(Photo labels with boxes)
────────

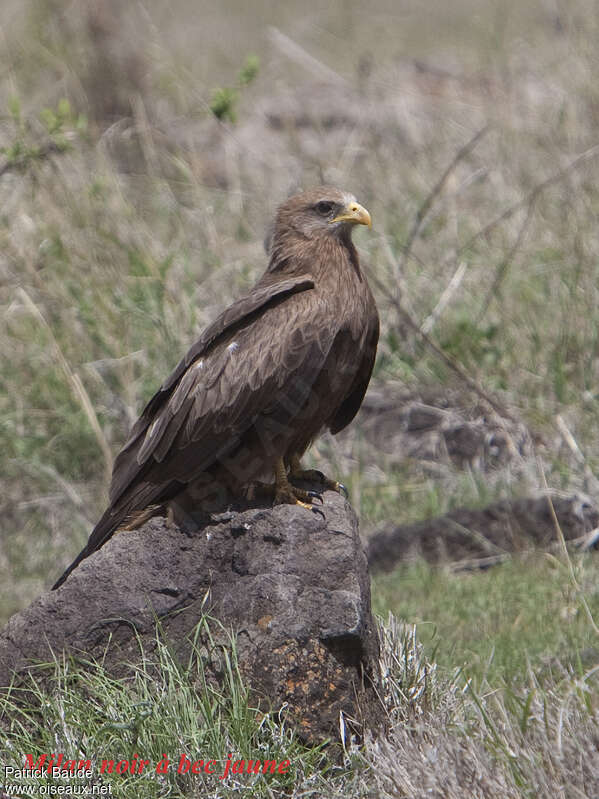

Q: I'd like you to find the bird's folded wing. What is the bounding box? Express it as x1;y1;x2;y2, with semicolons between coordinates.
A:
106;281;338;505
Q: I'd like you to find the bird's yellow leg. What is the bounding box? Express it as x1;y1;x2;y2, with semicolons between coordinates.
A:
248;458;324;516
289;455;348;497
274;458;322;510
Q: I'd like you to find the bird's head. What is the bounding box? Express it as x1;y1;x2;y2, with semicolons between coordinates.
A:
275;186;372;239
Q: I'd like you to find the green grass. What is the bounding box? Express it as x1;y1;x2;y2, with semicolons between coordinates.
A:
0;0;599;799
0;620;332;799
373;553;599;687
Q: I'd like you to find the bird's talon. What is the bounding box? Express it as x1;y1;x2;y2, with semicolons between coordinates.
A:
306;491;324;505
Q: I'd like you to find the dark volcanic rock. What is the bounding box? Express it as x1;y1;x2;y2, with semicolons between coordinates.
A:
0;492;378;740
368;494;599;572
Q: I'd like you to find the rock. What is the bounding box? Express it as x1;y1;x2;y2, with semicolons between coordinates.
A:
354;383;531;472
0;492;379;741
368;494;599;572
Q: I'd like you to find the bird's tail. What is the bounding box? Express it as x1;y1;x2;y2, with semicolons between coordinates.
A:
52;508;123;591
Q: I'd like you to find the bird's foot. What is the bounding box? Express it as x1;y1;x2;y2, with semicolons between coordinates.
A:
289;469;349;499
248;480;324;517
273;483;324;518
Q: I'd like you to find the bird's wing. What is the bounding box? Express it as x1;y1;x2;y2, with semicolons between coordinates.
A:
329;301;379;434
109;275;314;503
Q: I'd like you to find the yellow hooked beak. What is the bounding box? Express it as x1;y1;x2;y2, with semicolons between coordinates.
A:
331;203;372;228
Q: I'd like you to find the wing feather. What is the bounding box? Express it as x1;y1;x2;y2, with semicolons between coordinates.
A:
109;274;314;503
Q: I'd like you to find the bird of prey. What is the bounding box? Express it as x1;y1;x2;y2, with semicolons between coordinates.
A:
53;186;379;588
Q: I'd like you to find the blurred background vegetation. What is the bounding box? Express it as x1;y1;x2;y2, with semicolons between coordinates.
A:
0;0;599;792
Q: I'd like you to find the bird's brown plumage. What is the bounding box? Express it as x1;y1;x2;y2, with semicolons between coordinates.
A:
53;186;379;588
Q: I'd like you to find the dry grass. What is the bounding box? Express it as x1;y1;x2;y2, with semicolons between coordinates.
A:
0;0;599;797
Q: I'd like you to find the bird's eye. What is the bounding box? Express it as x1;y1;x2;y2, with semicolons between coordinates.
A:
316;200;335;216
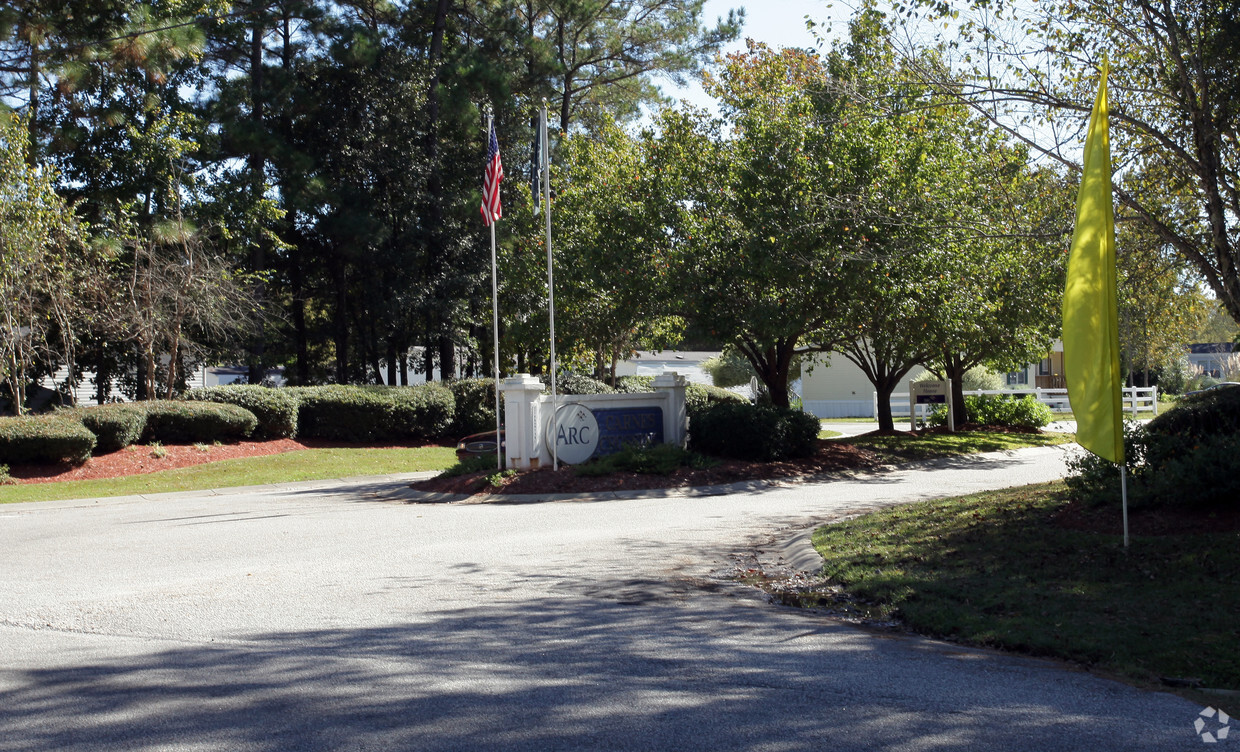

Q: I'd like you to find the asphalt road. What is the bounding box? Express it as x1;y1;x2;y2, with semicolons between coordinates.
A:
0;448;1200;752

────────

◆ Given task:
Convert every line of the entries above into a Markdown table with the columns No. and Line, giving each row a number and skipping blank lines. Leave the pictures out of the answer.

◆ Answer to this exercise:
| No. | Line |
|---|---|
| 1 | Q: I'd like you to find the bird's folded wing. What is the bounding box? Express it as x1;y1;x2;y2, with semicolons between coordinates. |
| 2 | A: |
| 3 | 106;281;338;505 |
| 4 | Q: I'd like you to find the bird's yellow leg. What is the bounding box? Express it as x1;y1;x2;y2, with semicolons between coordinates. |
| 5 | A: |
| 6 | 248;458;324;516 |
| 7 | 289;455;348;497 |
| 8 | 274;458;322;510 |
| 9 | Q: I'd like you to find the bird's head. What is the bounding box? Express it as x1;y1;x2;y2, with semicolons between coordinates. |
| 10 | A: |
| 11 | 275;186;372;239 |
| 12 | Q: I'd like you to find the green grass. What is the bounding box? Express it as x1;y1;x2;y2, with semicolons between coordinates. |
| 13 | A: |
| 14 | 0;0;599;799 |
| 15 | 0;620;332;799 |
| 16 | 373;553;599;687 |
| 17 | Q: I'd like you to find the bird's talon. What is the bounding box? Express it as x1;y1;x2;y2, with semicolons between coordinates. |
| 18 | A: |
| 19 | 306;491;324;505 |
| 20 | Q: I'd like you to find the dark volcanic rock. What is the bounding box? Express it as x1;y1;x2;y2, with semicolons between coordinates. |
| 21 | A: |
| 22 | 0;492;378;740 |
| 23 | 368;494;599;572 |
| 24 | Q: I'd like you to find the rock. What is the bounding box? Express it as x1;y1;x2;y2, with semicolons between coordinates. |
| 25 | A: |
| 26 | 354;383;531;472 |
| 27 | 0;492;379;741 |
| 28 | 368;494;599;572 |
| 29 | Q: I'd like you to find the bird's tail. What is the bounding box? Express it as x1;y1;x2;y2, with semicolons between coordinates. |
| 30 | A: |
| 31 | 52;508;123;591 |
| 32 | Q: I'd like you to find the bird's foot. What is the bounding box? Express it as x1;y1;x2;y2, with semicolons between coordinates. |
| 33 | A: |
| 34 | 289;469;349;499 |
| 35 | 248;480;324;517 |
| 36 | 273;483;324;518 |
| 37 | Q: I'd like you to find the bird's wing. What is the bounding box? Express it as x1;y1;x2;y2, with semicolons between coordinates. |
| 38 | A: |
| 39 | 329;301;379;434 |
| 40 | 109;275;314;503 |
| 41 | Q: I'd like you to find the yellow hooked beak. What is the bounding box? Express it as x1;y1;x2;y2, with semicolons between coordinates. |
| 42 | A: |
| 43 | 331;203;372;228 |
| 44 | Q: I'd like you to find the wing feather. What is the bounding box? Express it as x1;y1;x2;y2, with semicolons between coordinates. |
| 45 | A: |
| 46 | 109;274;314;503 |
| 47 | Q: I'd like you to find the bird of prey. What is the bounding box? Express it as x1;y1;x2;y2, with semicolons between coordinates. |
| 48 | A: |
| 49 | 53;186;379;588 |
| 50 | Q: I'd like you to find the blurred background vegetation. What is the bounding box? Express it as x1;y1;x2;y2, with semicolons between coordinates. |
| 51 | A: |
| 52 | 0;0;599;792 |
| 53 | Q: I'd like you to find the bird's brown plumage. What is the bounding box? Express it as x1;y1;x2;y2, with semicolons between coordinates. |
| 54 | A: |
| 55 | 53;186;379;588 |
| 56 | Q: I'd like you to find the dry grass. What is the bounding box? Express it as x1;y1;x2;y2, with semicolons between coordinates. |
| 57 | A: |
| 58 | 0;0;599;797 |
| 59 | Q: I'd like you to find the bird's eye. What is the bounding box? Express it as x1;y1;x2;y2, with semicolons between coordinates. |
| 60 | A: |
| 61 | 316;200;335;216 |
| 62 | Q: I'd like you to find the asphalt road. What is the bounding box? Express it as x1;y1;x2;y2, with semicolons between coordinates. |
| 63 | A: |
| 64 | 0;448;1200;752 |